> **WORK ITEM**
All of the records below must be reproduced exactly, minus any pictures.
══════════════════════════════
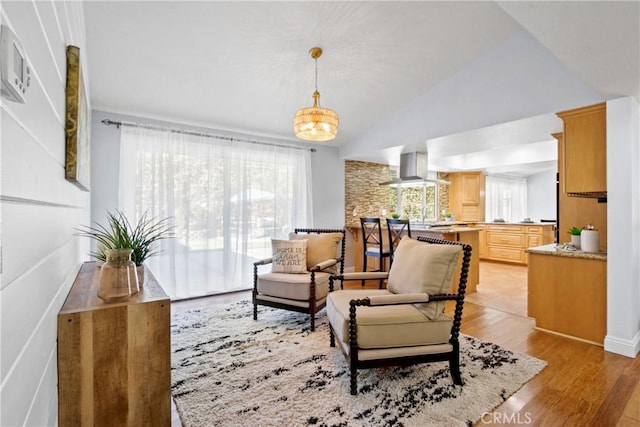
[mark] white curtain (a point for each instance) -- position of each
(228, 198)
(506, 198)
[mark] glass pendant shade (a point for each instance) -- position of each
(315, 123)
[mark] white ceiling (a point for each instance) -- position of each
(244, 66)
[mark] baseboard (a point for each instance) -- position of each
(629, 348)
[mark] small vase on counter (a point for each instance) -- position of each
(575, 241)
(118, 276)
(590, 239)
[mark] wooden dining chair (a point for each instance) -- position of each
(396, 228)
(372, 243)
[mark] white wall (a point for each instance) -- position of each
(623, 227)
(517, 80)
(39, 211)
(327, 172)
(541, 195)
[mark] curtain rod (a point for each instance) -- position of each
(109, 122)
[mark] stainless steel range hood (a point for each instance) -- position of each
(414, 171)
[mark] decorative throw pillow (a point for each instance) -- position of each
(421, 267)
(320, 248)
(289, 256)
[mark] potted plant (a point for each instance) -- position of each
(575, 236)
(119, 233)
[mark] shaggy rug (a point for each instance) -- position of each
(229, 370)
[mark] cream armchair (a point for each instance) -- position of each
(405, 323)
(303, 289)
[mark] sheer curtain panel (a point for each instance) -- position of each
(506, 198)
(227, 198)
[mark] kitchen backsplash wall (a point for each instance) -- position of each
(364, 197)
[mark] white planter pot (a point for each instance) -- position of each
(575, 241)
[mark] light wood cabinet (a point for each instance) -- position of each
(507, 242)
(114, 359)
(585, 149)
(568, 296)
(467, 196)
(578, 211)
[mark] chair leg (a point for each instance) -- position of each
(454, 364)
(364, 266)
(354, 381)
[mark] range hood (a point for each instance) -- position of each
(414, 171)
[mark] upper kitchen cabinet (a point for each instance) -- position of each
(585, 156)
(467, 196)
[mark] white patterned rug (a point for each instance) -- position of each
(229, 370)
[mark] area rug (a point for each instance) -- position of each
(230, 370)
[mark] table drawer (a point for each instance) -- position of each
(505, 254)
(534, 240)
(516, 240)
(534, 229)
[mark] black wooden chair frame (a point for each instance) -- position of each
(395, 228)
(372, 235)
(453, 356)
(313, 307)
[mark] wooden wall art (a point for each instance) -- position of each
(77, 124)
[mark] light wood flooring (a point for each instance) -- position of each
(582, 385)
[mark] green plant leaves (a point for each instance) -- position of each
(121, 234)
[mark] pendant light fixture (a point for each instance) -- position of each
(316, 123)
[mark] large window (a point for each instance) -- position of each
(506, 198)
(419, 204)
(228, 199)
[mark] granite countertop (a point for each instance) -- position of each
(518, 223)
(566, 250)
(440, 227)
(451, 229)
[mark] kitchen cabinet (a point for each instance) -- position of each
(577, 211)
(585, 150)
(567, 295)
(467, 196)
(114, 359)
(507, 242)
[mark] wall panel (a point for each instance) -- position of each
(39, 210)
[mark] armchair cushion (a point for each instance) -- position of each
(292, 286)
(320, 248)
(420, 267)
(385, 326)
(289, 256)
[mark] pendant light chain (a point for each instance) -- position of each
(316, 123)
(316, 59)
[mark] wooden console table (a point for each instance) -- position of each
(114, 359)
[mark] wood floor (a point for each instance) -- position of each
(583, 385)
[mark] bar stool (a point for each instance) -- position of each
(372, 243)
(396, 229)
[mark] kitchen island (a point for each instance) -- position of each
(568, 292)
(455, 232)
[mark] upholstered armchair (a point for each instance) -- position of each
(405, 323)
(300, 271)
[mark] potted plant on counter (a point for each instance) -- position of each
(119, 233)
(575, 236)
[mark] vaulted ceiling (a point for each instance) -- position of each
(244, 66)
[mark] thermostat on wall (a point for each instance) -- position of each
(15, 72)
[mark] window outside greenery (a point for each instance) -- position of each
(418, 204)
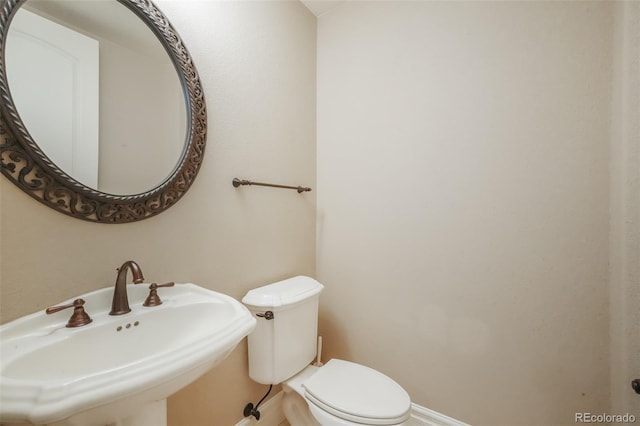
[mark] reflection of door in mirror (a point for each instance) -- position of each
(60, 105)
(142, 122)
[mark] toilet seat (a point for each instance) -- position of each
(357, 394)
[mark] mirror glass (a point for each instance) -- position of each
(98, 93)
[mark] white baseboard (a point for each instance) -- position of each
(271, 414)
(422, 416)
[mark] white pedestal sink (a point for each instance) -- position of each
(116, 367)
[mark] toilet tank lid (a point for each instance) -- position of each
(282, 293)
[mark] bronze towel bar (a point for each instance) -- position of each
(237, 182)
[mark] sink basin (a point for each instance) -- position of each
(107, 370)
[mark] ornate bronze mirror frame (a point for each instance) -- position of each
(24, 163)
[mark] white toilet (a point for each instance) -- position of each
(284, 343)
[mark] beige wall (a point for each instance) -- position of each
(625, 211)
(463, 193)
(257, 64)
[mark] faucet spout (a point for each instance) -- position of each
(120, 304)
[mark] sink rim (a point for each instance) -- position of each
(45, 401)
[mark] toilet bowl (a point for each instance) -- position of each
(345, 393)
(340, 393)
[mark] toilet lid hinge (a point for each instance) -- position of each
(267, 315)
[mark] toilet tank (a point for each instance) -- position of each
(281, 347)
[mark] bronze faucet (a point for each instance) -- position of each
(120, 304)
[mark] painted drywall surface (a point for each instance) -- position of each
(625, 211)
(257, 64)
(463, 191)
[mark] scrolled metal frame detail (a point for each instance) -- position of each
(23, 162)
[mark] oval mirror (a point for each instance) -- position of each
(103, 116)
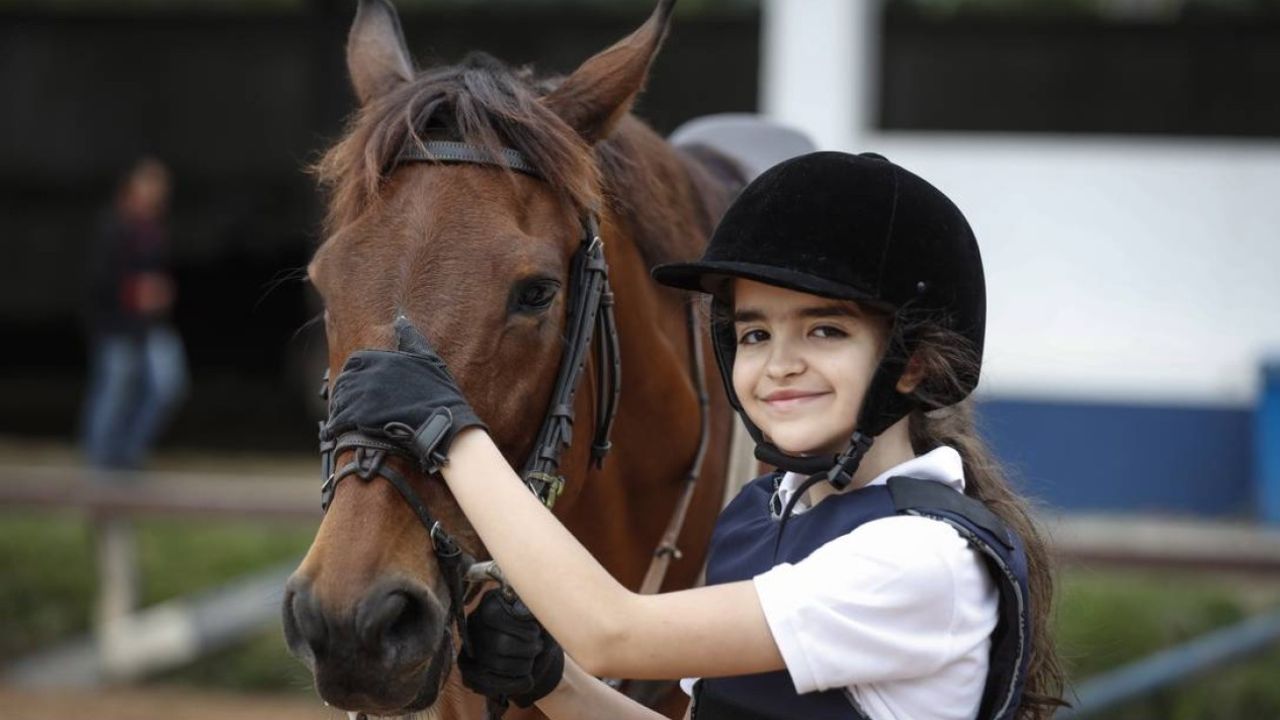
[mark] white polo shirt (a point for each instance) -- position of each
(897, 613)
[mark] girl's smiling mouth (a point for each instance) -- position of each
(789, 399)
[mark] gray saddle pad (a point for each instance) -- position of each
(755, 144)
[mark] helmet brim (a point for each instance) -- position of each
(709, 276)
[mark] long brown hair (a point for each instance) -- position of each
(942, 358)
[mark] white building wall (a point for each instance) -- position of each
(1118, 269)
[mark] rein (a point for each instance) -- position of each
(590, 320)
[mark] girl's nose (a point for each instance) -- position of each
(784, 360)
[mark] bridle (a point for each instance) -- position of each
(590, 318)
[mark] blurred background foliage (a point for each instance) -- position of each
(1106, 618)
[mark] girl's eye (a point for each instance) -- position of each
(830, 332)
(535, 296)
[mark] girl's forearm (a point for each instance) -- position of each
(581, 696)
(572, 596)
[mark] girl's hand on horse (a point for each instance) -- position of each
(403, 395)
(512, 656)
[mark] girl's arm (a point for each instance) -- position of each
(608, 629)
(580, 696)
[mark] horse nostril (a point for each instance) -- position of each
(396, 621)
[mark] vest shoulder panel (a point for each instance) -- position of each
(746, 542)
══════════════════════════════
> **OUTPUT OF THE TASK**
[mark] white curtain (a point for each instance) -- position of each
(228, 198)
(506, 198)
[mark] glass pendant shade (a point for each instance) -- position of each
(315, 123)
[mark] white ceiling (a point for each instance) -- position of each
(244, 66)
[mark] baseboard (a point for each instance) -- position of each
(629, 348)
[mark] small vase on counter (a point for each instance) -- position of each
(575, 241)
(118, 276)
(590, 239)
[mark] wooden dining chair (a point for each instance) -- position of each
(396, 228)
(372, 243)
[mark] white wall (a point for each instance) -- position of each
(623, 227)
(517, 80)
(39, 211)
(327, 172)
(541, 195)
[mark] curtain rod (a point for each instance) -- position of each
(109, 122)
[mark] stainless steel range hood (a point for each instance) -- position of each
(414, 171)
[mark] decorative throw pillow (a point for each instance) -- position of each
(421, 267)
(320, 248)
(289, 256)
[mark] potted plant (a point for each instance) -- position of each
(575, 236)
(119, 233)
[mark] shaggy rug (a point for each instance) -- position of each
(229, 370)
[mark] cream armchair (a point for each instance) -- position of each
(405, 323)
(303, 289)
[mark] sheer curtain panel (a point for each instance) -- position of each
(506, 198)
(227, 198)
[mark] kitchen backsplash wall (a point for each instance) -- position of each
(364, 197)
[mark] white planter pot (a point for each instance) -- position of each
(575, 241)
[mark] light wood cabinet (a point for each instance) -- position of each
(507, 242)
(114, 359)
(585, 149)
(568, 296)
(467, 196)
(578, 211)
[mark] chair leg (a point for each instance) -- position of each
(454, 364)
(364, 266)
(354, 381)
[mark] range hood (a point for each instance) -- position of each
(414, 171)
[mark] upper kitchen cabinet (a point for each instance) -- position of each
(585, 156)
(467, 196)
[mark] white patterned rug (a point for each instance) -- position of each
(229, 370)
[mark] area rug (a point for each instance) -- position of each
(230, 370)
[mark] table drawer (a point for each instance) -- position of each
(505, 254)
(534, 240)
(516, 240)
(534, 229)
[mark] black wooden chair frame (a point for each instance) -- position of each
(395, 228)
(372, 235)
(453, 356)
(313, 307)
[mark] wooden wall art (a point for each instance) -- position of each
(77, 124)
[mark] light wood flooring (a point for each instance) -- position of each
(582, 385)
[mark] green plant leaves (a point for each instance) -- position of each
(121, 234)
[mark] pendant light fixture (a point for each instance) -- position of each
(316, 123)
[mark] large window (a point for each instance) -- position of each
(506, 198)
(419, 204)
(228, 199)
[mark] granite countertop (a point for each instance) -- position of each
(518, 223)
(566, 250)
(440, 227)
(451, 229)
[mark] kitchen cabinet (a point for each instance) -- position of each
(577, 211)
(585, 150)
(567, 295)
(467, 196)
(114, 359)
(507, 242)
[mark] wall panel (a point for each instance) -- position of each
(39, 210)
[mark] armchair cushion (a point for each instance) -- position of each
(292, 286)
(320, 248)
(420, 267)
(385, 326)
(289, 256)
[mark] pendant light chain (a point for each instance) -- position of each
(316, 123)
(316, 59)
[mark] wooden console table (a point for each instance) -- position of each
(114, 359)
[mark] wood floor (a point for each instance) -- position of each
(583, 385)
[mark] bar stool (a point for each instance) -- position of each
(372, 243)
(396, 229)
[mark] kitchen island (a point for each instance) -- position of each
(568, 292)
(455, 232)
[mark] upholstered armchair (a point for each instance) -- position of each
(405, 323)
(300, 271)
[mark] potted plant on counter (a point for each instance) -- position of each
(119, 233)
(575, 236)
[mark] vaulted ceiling (a point for each instance) -- position of each
(244, 66)
[mark] thermostat on wall (a point for each instance) -- position of each
(15, 72)
[mark] window outside greenery (a point for each instance) -- position of each
(418, 204)
[mark] reflection of door in mirror (a point for each instance) -- position of each
(60, 105)
(142, 122)
[mark] toilet seat (a point for each instance) -- position of each
(357, 394)
[mark] mirror glass (a point for each instance) -- position of each
(98, 93)
[mark] white baseboard (a point for each instance) -- position of each
(271, 414)
(422, 416)
[mark] white pedestal sink (a point for each instance) -- position of each
(116, 367)
[mark] toilet tank lid (a point for each instance) -- position of each
(282, 293)
[mark] bronze towel bar (a point for each instance) -- position of each
(237, 182)
[mark] sink basin (a point for each instance) -- position of each
(107, 370)
[mark] ornate bronze mirror frame (a point for each instance) -- position of each
(24, 163)
[mark] white toilet (a point for each instance) -- position of each
(284, 343)
[mark] beige wall (a point for each instance) -- position of each
(625, 211)
(463, 193)
(257, 64)
[mark] faucet spout (a point for each instance) -- position of each
(120, 304)
[mark] sink rim (a point for each instance) -- position of each
(45, 401)
[mark] toilet bowl (a point for each instance) -- position of each
(345, 393)
(340, 393)
[mark] toilet lid hinge (a point for each instance) -- position of each
(267, 315)
[mark] toilet tank (a point for each instance) -- position of each
(281, 347)
[mark] bronze faucet (a point for each instance) -- position of each
(120, 304)
[mark] painted drywall surface (a point for each instance) -- position of each
(625, 211)
(257, 64)
(463, 191)
[mark] scrolled metal frame detail (a point for each instance) -- position of each
(23, 162)
[mark] oval mirror (a point for each instance) -- position of each
(103, 116)
[mark] white polo shirt (a point for each instance) -- position of each
(897, 613)
[mark] girl's smiling mouth (a point for each instance) -- position of each
(789, 399)
[mark] gray saddle pad (a point for each instance) -- position of each
(755, 144)
[mark] helmet brim (a point for each instance) -- position of each
(709, 276)
[mark] long brown hair (a point for each instance) -- position of each
(942, 358)
[mark] white building wall (a point for each instance) -- position of each
(1118, 269)
[mark] rein (a point for each instance) -- position of each
(590, 320)
[mark] girl's nose (a point for each instance) -- position of each
(784, 360)
[mark] bridle (a point for each instance) -- position of each
(590, 318)
[mark] blurred background foliage (a point for each instance) -- position of each
(1106, 618)
[mark] girl's eye (a point for each instance) -- position of each
(830, 332)
(535, 296)
[mark] girl's forearm (a point for each instance) -- position of each
(581, 696)
(572, 596)
[mark] girl's hand on horse (a point for each instance) -- position of each
(403, 395)
(512, 656)
[mark] girl's arm (a point for each instance) -- position of each
(608, 629)
(580, 696)
[mark] horse nostril (a point for each instance) -- position of each
(396, 621)
[mark] vest shoulder panel (a point for each instance) -- position of each
(746, 542)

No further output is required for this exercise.